# Headless 7-String Build



## Customisbetter (Jul 22, 2010)

I bought a slab of Sapele today... It shall be mated to my Walnut neck and rosewood fretboard setting upstairs....

next comes 7 saddles from Strandberg

















ALL TO MAKE THIS

well, kinda


----------



## leandroab (Jul 22, 2010)

O SHI-


----------



## Justin Bailey (Jul 22, 2010)

interested to see how this comes out, of course


----------



## technomancer (Jul 22, 2010)

Very cool, good luck with the build


----------



## aiur55 (Jul 22, 2010)

Sounds like its gonna be sweet! Where did you get that fretboard blank? it looks so clean.


----------



## Despised_0515 (Jul 22, 2010)

Bookmarked


----------



## Customisbetter (Jul 22, 2010)

aiur55 said:


> Sounds like its gonna be sweet! Where did you get that fretboard blank? it looks so clean.



the blank came from LMI. I think it was on sale or something. i know i paid almost nothing for it.

thanks guys!


----------



## ixlramp (Jul 22, 2010)

Very nice ergonomic design


----------



## Justin Bailey (Jul 23, 2010)

What kind of neck joint are you planning?


----------



## Customisbetter (Jul 23, 2010)

blakmachine type AANJ


----------



## Empryrean (Jul 23, 2010)

Ed this better be worth keeping this thread bookmarked and checking it every 3 hours for the past day


----------



## darren (Jul 23, 2010)

I'm looking forward to seeing how this plays out, especially looking forward to hearing your impressions of the Strandberg bridges.


----------



## Customisbetter (Jul 23, 2010)

Well i decided to just straight up copy the strandberg design for two reasons...

1) there is a LOT more research behind that body than anything i could put into a modified design...

2)im lazy and have a strandberg template

Her is the template is nearly finished....

here is a pic with another neck....






and in comparison to an RG template....


----------



## Customisbetter (Jul 23, 2010)

sorry about only three clamps, but im broke.


----------



## DUY1337GUITAR (Jul 24, 2010)

I'm going to enjoy this


----------



## ola_strandberg (Aug 23, 2010)

Customisbetter said:


> Well i decided to just straight up copy the strandberg design for two reasons...
> 
> 1) there is a LOT more research behind that body than anything i could put into a modified design...
> 
> ...



Cool! Don't hesitate to ask if you have any questions. Will you hollow it out at all?


----------



## JohnIce (Aug 23, 2010)

ola_strandberg said:


> Cool! Don't hesitate to ask if you have any questions. Will you hollow it out at all?


 
Wow, the man himself! I egen hög person 

I'm definately a fan of your work Ola, and it's cool that you're offering to help non-customers aswell!


----------



## anthonyferguson (Aug 23, 2010)

MOAR
Good job so far man  glad to see someone else doing a headless ERG!


----------



## Customisbetter (Aug 23, 2010)

ola_strandberg said:


> Cool! Don't hesitate to ask if you have any questions. Will you hollow it out at all?



Wow thank you so much! I may hollow it out if i can find a suitable top for it. When i save up some cash I'll go burl shopping.


----------



## ola_strandberg (Aug 23, 2010)

Exercise details: Rewrite the build thread from "## Empryrean (Jul" to "darren (Jul 23, 2010)", putting "every hour" in place of "every 3 hours". The material has no connection to the build thread.

Recorded information:
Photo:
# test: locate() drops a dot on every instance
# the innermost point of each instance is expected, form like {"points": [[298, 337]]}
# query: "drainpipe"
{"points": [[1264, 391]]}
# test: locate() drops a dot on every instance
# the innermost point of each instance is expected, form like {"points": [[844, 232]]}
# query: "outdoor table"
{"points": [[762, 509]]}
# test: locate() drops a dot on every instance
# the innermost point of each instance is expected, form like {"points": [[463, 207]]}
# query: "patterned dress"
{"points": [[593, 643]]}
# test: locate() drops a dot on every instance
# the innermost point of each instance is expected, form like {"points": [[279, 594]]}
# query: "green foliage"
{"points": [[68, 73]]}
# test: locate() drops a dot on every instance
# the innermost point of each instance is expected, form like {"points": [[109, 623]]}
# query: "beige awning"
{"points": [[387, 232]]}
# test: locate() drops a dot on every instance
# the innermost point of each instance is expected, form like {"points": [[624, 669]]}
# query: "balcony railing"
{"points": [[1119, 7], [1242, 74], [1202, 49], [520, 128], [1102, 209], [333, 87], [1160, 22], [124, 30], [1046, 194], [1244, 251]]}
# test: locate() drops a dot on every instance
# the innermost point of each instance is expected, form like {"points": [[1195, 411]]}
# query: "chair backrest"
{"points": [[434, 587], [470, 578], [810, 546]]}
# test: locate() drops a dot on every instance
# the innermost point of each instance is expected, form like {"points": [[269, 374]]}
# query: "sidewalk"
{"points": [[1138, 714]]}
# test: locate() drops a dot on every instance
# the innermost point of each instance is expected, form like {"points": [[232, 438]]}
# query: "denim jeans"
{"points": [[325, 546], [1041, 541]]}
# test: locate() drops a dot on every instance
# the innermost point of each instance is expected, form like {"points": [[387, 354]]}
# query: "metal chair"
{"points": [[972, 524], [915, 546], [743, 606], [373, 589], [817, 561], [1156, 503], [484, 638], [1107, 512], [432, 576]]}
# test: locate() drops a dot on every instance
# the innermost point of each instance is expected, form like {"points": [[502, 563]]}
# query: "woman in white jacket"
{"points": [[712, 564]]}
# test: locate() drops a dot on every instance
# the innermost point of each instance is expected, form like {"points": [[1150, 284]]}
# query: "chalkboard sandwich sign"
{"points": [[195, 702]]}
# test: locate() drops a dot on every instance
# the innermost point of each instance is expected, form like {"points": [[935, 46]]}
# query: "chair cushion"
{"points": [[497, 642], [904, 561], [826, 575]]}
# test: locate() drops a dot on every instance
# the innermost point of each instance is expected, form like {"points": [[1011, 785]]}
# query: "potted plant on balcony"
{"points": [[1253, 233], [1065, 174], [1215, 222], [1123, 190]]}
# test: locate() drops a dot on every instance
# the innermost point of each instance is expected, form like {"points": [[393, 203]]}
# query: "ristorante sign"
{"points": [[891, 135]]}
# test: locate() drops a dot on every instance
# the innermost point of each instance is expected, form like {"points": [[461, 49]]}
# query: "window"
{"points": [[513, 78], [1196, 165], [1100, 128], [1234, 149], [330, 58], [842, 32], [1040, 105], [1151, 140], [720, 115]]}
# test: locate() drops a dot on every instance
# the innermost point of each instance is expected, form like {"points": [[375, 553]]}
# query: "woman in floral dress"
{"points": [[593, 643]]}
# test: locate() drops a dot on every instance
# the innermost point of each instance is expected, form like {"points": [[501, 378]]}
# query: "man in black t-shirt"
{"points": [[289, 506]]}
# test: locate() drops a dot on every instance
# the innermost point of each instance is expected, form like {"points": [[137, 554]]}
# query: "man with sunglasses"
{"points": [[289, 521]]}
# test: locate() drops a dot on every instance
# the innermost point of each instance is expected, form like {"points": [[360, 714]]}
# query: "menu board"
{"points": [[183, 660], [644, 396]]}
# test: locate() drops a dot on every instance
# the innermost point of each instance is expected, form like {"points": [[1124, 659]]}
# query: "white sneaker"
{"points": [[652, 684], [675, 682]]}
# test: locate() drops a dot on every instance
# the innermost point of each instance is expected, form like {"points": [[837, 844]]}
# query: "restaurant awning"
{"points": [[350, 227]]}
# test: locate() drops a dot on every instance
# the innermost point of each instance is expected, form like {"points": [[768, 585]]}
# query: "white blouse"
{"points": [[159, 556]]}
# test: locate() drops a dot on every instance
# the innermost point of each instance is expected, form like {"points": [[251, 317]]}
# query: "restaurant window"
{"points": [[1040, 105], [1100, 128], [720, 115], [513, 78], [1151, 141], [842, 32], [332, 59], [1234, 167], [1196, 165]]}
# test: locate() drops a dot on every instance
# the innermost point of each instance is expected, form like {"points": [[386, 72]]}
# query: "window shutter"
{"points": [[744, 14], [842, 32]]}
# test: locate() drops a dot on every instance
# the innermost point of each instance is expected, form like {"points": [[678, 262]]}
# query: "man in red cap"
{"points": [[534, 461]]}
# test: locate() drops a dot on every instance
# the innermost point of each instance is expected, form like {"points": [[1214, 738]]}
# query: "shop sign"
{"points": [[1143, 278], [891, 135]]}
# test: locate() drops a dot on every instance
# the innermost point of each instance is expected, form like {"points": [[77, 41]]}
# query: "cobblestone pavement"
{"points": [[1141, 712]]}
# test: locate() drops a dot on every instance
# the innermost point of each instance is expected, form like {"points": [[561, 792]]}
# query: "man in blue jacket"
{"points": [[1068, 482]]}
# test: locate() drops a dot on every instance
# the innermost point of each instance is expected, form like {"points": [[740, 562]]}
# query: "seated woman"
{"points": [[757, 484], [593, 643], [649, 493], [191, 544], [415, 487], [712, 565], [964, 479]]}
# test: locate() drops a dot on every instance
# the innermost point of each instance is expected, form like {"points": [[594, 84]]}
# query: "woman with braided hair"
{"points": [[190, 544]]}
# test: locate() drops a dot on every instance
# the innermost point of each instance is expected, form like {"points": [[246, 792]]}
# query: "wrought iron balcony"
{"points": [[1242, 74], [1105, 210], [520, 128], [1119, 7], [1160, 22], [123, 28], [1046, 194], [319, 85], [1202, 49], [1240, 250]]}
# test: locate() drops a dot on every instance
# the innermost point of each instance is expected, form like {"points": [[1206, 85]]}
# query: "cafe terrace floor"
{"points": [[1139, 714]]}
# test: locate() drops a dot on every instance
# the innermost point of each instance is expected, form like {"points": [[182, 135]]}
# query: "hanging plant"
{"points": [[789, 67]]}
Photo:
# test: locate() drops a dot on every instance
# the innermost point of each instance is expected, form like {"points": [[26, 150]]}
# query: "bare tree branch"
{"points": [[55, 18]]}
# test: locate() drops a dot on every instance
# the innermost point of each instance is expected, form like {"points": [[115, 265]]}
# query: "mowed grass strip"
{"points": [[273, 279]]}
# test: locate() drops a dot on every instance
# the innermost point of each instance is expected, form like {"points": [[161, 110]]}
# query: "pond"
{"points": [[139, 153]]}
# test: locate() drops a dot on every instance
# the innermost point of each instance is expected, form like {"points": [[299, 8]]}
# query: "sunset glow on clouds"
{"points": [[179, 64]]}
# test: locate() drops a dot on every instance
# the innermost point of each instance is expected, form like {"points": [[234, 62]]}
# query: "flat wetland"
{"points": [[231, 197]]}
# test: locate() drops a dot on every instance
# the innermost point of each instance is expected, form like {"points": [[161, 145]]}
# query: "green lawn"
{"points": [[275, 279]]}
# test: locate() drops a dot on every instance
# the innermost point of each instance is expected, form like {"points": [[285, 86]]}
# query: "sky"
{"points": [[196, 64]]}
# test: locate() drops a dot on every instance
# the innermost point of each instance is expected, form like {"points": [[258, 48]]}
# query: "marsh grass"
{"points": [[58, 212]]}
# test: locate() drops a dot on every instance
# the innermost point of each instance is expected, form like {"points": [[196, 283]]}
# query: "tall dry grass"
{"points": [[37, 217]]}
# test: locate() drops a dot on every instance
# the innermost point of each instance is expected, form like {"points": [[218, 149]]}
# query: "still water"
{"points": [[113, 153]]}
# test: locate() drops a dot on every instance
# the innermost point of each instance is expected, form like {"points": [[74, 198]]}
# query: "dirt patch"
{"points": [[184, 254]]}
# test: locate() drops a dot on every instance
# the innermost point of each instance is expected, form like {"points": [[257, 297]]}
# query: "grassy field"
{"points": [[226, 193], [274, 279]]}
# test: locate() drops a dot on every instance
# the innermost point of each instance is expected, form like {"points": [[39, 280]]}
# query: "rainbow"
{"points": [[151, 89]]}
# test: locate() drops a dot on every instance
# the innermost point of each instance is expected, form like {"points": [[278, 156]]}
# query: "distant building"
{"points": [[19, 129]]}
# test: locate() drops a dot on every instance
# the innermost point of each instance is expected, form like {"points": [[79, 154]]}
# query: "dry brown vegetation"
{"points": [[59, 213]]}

Answer below:
## Empryrean (Jul 23, 2010)

Ed this better be worth keeping this thread bookmarked and checking it every hour for the past day


----------



## darren (Jul 23, 2010)